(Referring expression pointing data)
★ ★ ★ ★

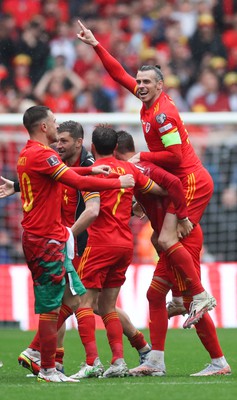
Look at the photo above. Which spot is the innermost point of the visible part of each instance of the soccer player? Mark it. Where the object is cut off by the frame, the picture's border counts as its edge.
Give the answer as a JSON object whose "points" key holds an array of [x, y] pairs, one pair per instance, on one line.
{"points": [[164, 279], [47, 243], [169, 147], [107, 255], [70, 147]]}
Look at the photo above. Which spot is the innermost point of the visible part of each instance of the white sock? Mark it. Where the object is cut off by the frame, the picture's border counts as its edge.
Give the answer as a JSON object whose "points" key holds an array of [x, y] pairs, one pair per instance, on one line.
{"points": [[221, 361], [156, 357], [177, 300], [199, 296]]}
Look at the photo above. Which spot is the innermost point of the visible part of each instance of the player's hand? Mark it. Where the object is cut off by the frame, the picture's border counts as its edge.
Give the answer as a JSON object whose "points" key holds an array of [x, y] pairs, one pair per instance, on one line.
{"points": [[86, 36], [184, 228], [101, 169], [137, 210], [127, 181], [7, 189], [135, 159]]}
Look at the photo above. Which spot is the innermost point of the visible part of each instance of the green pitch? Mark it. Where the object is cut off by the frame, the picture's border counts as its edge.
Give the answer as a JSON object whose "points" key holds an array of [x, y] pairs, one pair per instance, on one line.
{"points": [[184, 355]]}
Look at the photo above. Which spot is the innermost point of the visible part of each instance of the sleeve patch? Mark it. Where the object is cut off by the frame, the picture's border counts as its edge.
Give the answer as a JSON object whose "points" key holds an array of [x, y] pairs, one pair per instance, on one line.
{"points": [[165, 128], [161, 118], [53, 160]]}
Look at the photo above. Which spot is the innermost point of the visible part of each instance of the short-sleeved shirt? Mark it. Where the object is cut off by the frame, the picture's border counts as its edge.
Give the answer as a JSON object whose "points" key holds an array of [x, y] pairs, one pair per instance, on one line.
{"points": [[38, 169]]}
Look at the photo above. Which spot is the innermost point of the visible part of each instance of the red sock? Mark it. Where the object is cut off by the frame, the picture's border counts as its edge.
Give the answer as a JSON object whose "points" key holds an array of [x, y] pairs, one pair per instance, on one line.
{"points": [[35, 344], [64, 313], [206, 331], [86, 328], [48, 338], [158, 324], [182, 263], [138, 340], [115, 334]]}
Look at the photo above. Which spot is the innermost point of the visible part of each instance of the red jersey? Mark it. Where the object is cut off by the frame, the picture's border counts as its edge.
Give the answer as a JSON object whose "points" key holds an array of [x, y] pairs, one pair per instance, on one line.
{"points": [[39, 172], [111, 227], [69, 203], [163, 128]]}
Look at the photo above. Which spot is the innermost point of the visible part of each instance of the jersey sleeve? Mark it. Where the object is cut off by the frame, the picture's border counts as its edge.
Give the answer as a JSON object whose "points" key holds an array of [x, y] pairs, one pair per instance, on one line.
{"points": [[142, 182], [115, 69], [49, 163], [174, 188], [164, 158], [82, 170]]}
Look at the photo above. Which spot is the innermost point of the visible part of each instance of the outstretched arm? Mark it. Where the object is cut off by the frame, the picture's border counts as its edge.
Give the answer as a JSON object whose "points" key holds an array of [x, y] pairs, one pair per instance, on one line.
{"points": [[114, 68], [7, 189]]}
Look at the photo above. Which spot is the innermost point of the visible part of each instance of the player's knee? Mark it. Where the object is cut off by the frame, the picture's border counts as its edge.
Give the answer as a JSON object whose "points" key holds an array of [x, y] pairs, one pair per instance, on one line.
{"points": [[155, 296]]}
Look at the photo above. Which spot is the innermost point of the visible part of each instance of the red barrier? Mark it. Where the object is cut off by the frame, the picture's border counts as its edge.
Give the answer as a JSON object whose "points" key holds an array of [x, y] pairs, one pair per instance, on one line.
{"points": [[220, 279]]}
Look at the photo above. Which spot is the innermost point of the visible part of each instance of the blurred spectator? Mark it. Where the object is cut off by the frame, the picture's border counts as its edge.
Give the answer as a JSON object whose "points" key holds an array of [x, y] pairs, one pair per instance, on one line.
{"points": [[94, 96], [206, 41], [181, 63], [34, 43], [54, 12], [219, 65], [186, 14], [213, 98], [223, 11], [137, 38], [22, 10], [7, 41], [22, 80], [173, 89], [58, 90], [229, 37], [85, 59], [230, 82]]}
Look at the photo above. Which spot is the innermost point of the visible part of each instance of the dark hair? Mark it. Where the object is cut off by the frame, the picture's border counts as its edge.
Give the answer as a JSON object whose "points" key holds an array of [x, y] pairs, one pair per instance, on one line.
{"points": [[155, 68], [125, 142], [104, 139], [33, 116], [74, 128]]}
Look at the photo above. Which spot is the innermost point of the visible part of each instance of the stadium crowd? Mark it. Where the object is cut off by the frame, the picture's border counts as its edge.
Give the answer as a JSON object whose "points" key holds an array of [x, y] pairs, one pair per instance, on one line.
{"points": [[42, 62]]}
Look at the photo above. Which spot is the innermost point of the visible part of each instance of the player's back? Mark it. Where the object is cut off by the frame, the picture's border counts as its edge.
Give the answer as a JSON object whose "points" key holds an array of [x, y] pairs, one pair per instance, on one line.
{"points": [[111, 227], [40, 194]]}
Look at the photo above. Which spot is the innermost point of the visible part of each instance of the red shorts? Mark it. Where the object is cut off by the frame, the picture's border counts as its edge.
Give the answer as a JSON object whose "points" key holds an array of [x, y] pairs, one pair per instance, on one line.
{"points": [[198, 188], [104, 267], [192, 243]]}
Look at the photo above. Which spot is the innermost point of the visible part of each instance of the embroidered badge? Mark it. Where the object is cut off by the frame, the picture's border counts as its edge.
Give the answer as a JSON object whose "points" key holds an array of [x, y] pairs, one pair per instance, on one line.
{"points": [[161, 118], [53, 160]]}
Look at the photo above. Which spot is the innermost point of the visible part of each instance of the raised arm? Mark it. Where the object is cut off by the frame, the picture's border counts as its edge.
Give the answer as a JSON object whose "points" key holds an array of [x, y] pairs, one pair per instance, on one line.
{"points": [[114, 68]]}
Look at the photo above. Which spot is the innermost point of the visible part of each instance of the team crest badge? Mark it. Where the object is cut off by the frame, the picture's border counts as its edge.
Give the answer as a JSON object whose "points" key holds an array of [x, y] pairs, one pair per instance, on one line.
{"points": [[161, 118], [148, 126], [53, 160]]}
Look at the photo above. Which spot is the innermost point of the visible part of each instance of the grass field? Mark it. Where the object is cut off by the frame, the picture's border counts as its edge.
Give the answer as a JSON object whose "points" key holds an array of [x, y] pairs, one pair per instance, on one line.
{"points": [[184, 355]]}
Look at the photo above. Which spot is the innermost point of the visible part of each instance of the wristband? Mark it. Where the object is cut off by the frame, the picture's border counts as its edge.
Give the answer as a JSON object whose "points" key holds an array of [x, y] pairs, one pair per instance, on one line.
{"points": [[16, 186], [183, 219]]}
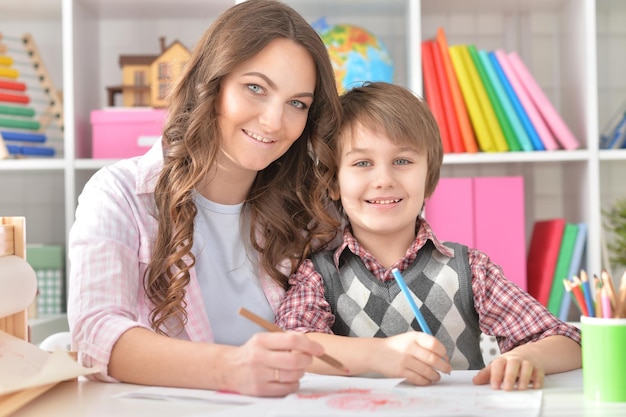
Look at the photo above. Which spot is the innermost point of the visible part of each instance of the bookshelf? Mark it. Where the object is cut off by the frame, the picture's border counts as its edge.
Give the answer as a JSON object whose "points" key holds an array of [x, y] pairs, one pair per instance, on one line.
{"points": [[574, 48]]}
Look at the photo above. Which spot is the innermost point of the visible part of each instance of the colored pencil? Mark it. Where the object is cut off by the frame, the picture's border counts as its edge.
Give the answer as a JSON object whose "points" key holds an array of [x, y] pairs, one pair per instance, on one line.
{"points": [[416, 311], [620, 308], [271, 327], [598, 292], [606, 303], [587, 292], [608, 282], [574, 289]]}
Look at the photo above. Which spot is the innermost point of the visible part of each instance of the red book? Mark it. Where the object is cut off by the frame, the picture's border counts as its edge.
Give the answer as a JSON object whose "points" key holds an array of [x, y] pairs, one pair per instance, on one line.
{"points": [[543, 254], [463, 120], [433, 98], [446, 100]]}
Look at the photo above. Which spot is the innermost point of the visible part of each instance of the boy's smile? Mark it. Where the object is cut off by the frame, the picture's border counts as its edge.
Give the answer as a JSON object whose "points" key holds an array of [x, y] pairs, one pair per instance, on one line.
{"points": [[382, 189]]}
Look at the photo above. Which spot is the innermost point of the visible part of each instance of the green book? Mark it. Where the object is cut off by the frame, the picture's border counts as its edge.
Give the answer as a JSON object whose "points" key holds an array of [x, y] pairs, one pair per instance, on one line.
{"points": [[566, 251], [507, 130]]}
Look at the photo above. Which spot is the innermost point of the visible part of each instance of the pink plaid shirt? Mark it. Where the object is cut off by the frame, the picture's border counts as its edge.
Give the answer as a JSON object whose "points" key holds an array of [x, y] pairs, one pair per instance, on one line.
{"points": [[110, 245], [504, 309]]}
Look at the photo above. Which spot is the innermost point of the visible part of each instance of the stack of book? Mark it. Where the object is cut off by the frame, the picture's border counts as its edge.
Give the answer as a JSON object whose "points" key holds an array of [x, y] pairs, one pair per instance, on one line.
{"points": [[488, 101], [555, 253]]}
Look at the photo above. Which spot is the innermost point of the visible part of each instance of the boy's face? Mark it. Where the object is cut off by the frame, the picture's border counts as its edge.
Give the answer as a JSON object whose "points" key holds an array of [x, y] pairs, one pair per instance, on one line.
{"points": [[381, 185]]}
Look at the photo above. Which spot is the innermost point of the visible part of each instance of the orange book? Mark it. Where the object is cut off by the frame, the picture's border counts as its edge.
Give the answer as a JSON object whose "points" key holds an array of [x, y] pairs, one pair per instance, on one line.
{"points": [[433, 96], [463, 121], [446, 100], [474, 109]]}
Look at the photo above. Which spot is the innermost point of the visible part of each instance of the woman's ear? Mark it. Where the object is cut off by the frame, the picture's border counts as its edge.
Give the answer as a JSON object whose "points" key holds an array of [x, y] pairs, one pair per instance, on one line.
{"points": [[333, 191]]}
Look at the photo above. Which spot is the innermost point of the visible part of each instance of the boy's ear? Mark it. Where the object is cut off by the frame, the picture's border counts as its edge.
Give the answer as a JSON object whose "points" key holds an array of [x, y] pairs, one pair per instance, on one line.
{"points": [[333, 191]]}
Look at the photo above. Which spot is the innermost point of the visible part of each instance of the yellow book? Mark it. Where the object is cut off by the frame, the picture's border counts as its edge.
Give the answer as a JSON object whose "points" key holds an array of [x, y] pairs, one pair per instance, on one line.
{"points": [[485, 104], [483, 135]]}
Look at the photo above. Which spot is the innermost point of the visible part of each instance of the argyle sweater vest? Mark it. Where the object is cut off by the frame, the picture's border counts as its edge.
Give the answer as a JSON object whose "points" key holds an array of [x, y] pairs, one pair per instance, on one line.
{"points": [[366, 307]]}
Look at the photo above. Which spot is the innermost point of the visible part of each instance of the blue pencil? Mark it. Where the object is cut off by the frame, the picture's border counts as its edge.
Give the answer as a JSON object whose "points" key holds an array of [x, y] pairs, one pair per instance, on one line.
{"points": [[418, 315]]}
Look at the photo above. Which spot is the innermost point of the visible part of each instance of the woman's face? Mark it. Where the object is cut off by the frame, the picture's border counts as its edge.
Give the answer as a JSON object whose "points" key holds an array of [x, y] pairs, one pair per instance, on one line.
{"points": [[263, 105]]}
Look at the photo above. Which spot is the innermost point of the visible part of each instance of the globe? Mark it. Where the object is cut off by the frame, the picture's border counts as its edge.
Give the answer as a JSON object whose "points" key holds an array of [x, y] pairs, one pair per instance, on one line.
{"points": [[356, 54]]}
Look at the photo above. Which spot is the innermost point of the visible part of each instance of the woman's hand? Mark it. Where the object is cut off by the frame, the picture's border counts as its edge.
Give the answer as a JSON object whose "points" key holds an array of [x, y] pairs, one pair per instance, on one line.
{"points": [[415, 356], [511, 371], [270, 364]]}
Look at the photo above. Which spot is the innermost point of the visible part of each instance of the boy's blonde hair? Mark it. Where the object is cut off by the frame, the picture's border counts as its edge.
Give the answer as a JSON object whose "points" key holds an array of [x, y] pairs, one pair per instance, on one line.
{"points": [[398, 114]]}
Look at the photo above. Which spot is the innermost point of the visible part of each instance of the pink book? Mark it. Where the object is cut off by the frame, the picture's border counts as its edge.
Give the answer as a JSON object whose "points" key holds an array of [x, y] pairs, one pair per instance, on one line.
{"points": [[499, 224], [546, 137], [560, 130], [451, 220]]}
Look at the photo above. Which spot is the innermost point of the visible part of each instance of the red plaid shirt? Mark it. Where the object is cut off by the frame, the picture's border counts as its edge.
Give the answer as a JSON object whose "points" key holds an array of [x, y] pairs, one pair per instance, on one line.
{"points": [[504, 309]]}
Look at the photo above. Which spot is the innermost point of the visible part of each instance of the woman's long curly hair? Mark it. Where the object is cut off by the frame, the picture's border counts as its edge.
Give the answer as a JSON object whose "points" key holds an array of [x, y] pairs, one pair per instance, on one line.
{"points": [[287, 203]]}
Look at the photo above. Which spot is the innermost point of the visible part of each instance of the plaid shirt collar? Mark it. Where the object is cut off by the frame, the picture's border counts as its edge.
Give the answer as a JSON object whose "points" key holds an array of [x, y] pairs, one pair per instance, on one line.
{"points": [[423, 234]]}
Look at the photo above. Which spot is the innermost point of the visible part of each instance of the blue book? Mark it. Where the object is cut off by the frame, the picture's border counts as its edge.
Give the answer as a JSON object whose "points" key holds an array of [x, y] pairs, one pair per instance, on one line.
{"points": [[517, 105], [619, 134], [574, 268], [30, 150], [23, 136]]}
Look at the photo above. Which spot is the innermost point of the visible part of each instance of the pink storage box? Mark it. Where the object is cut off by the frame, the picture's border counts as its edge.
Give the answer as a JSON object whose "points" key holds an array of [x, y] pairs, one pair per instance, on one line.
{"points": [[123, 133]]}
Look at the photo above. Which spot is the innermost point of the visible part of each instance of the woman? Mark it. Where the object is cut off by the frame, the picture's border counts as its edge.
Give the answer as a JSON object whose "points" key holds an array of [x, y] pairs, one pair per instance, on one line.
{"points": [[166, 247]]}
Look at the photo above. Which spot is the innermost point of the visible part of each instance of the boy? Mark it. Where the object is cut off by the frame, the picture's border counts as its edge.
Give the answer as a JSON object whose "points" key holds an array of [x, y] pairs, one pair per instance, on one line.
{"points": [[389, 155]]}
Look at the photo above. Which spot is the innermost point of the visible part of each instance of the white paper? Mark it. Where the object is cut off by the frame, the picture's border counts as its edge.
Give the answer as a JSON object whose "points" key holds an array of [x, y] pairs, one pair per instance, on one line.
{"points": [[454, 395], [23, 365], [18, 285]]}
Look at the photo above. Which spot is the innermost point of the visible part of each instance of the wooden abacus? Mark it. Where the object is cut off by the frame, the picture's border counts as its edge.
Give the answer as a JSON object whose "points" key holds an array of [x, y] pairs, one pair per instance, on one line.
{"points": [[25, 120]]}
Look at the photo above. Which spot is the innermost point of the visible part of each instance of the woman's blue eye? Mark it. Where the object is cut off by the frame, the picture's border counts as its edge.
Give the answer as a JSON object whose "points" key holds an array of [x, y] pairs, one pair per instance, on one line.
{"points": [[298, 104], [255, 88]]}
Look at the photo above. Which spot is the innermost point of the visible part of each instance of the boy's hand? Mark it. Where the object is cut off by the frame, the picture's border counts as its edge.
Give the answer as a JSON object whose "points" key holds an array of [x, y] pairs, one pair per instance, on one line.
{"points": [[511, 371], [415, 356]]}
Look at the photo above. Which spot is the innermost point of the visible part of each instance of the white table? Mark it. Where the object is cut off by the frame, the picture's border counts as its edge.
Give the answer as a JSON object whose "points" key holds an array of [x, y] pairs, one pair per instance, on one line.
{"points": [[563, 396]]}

★ ★ ★ ★

● **Task instructions**: Set down, exactly as they stand above, the lines starting with the line with "the player's hand?" and going on through the line with "of the sleeve", and no others.

● **Completed task**:
Look at the photo above. Which spot is the innermost point of the visible part of each instance of the player's hand? Mark it. Where the object is cut off by the frame, the picture's border counts as its edge.
Give the answer as a JSON object whose "points" key holds an array of [x, y] pairs, one pair per instance, on one line.
{"points": [[86, 36], [184, 228], [101, 169], [137, 210], [127, 181], [7, 189], [135, 159]]}
Look at the photo above. Which spot is the innermost point of the visible part of each instance of the green pitch? Mark it. Where the object is cut off by the frame, the picture's border counts as its edge.
Give the answer as a JSON object whose "points" key holds an array of [x, y] pairs, one pair per instance, on one line.
{"points": [[184, 355]]}
Look at the photo above. Which spot is the innermost point of the visible part of each instance of the sleeve patch? Mark it. Where the object is cut off by the frame, the picture's border counts as its edge.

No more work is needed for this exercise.